Stated task =>
All of the data should be repeated exactly; pictures are not part of the copy.

* start *

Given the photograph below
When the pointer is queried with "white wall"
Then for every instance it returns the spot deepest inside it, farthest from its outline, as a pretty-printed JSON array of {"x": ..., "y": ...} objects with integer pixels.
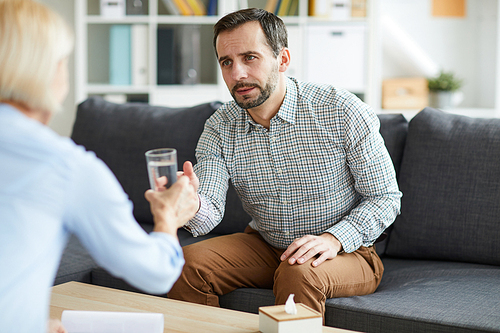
[
  {"x": 466, "y": 46},
  {"x": 62, "y": 122}
]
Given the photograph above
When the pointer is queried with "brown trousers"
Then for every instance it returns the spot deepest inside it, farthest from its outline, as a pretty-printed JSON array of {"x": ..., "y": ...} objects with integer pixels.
[{"x": 222, "y": 264}]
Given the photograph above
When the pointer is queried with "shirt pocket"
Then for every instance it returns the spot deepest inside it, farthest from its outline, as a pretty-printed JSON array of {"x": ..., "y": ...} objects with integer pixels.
[
  {"x": 253, "y": 176},
  {"x": 322, "y": 169}
]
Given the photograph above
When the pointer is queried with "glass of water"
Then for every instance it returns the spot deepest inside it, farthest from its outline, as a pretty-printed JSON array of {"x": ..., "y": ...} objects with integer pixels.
[{"x": 162, "y": 167}]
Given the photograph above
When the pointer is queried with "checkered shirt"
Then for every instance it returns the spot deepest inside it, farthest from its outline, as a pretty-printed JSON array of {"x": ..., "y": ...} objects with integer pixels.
[{"x": 321, "y": 167}]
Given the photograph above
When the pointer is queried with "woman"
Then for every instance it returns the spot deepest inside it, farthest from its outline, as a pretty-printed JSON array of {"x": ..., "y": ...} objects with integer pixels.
[{"x": 50, "y": 188}]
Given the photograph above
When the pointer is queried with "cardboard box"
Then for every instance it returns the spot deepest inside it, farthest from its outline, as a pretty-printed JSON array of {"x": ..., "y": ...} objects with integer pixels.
[
  {"x": 405, "y": 93},
  {"x": 274, "y": 319},
  {"x": 358, "y": 8}
]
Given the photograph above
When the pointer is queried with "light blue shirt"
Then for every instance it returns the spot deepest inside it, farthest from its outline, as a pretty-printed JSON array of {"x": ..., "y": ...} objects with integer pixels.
[
  {"x": 50, "y": 188},
  {"x": 322, "y": 166}
]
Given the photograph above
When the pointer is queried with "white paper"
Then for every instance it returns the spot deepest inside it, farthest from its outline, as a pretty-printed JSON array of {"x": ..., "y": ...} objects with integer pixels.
[
  {"x": 112, "y": 322},
  {"x": 290, "y": 307}
]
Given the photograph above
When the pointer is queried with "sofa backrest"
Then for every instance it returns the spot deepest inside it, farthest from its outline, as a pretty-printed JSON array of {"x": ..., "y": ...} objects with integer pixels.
[
  {"x": 450, "y": 179},
  {"x": 120, "y": 134}
]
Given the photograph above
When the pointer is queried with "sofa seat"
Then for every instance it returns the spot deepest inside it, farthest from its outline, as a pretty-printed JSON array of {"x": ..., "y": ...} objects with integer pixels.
[{"x": 441, "y": 256}]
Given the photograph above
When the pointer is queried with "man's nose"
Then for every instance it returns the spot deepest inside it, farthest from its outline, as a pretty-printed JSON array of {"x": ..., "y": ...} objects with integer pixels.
[{"x": 239, "y": 72}]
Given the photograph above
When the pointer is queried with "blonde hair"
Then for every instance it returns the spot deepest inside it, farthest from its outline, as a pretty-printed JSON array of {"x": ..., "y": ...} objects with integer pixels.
[{"x": 33, "y": 41}]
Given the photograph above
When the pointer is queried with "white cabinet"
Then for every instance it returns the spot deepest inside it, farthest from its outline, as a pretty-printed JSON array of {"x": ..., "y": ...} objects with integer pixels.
[
  {"x": 306, "y": 42},
  {"x": 336, "y": 54}
]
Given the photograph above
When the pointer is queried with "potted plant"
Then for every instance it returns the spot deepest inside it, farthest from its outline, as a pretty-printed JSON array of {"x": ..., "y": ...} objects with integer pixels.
[{"x": 444, "y": 90}]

* end *

Completed exercise =>
Given the photograph below
When the pointer is queried with "white wall"
Then for every instance it returns the spot deepest inside it, farthest from its outline, as a pretty-printed JSON array of {"x": ..., "y": ...} objects with integer pixels.
[
  {"x": 466, "y": 46},
  {"x": 62, "y": 122}
]
Given the photograph above
When the pointer is queried with "brown trousers"
Then for every instance it returns the spot deepest inside it, farthest from its outline, as a pretty-printed JSON array of {"x": ..., "y": ...} objects with integer pixels.
[{"x": 222, "y": 264}]
Given the photograph above
When the pointer is queried with "shirt pocket"
Then for every instance it returns the spot deepest inside it, farthest from its outline, as a pretty-printed JSON array of {"x": ..., "y": ...} objects with integer pixels.
[
  {"x": 253, "y": 176},
  {"x": 322, "y": 169}
]
Given the photograph above
When the pointer is queried with "glass of water"
Then for every instance it returns the spot deepest inside it, farthest from its outline, as a pretty-printed JSON array of {"x": ..., "y": ...} objects with integer pixels.
[{"x": 162, "y": 167}]
Given the photograph above
When the pointer is queried with "checkered shirt"
Then for every instance it returns the spot deepest inside it, farthest from its outline, as a pretty-printed JSON array of {"x": ..., "y": ...} objects with integer pixels.
[{"x": 321, "y": 167}]
Given the photograph above
When the pointer is queried with "woman"
Then for every instance it returns the spot deepest inside it, farthest from its outline, as a pretty-printed JSON array of {"x": ..., "y": ...} objects with integer pixels.
[{"x": 50, "y": 188}]
Given the photograph above
When the pointer is queried with "cardboard box"
Then for every instance it returns the spot deepest inside it, farthest from its outline, as a pretty-printed JSON array of {"x": ..., "y": ...} objects with integer pixels.
[
  {"x": 405, "y": 93},
  {"x": 274, "y": 319},
  {"x": 358, "y": 8}
]
Given the photograph above
When the pointer is queried with "light blue shirt"
Then for every instance it returns the spot deepest inside it, farthest from its outline, as a pretty-printed JSON array of {"x": ..., "y": ...} objects with integer pixels.
[
  {"x": 50, "y": 188},
  {"x": 322, "y": 166}
]
Given the photograph above
When the pointer is queried with "white paper"
Then for every instance it returns the spot deepest inside it, farthest from its outline, as a pretty-printed JSON array of {"x": ..., "y": ...} objects with integer pixels.
[
  {"x": 112, "y": 322},
  {"x": 290, "y": 307}
]
Given the photograph above
When the pointer is queried with "sofa backrest"
Then for every instance it returns the spot deepest inside it, farthest from its outline, as a pretty-printed JSON array of {"x": ..., "y": ...} objects with integer pixels.
[
  {"x": 450, "y": 179},
  {"x": 120, "y": 134}
]
Given the photograph above
When the pointer is queried with "sofa seat"
Then for every instance it returns the spot deepest inside it, farthest from its outline, as a pretty-printed JSON array of {"x": ..., "y": ...} objects with integer pixels.
[{"x": 441, "y": 256}]
Given the photograph above
When the pointer is queried with "man's nose"
Then for every instance it returns the spot deepest inside it, farthest from its outline, as a pretty-printed JSON array of {"x": ..., "y": ...} objects with integer pixels.
[{"x": 239, "y": 72}]
Given the photograph above
When the pointer is queried with "blonde hair"
Then for every instance it returns the spot deepest inside it, farthest from its outline, as a pretty-printed JSON array of {"x": ..., "y": ...} objects with integer pixels.
[{"x": 33, "y": 41}]
Given the photograph above
When the pointer is queried with "white cabinet"
Then for every instance it returns the spot deepest inside it, farthest from its outline, as a pretty-printed JSON array of {"x": ..., "y": ...} objects with integer pixels.
[
  {"x": 306, "y": 42},
  {"x": 336, "y": 54}
]
Given the photograph above
When the pointer is queried with "potted plant"
Then for every instance it returns the spot deepest inside it, farthest from its outline, as a pretty-printed JSON array of {"x": ..., "y": ...} objects with integer pixels.
[{"x": 444, "y": 90}]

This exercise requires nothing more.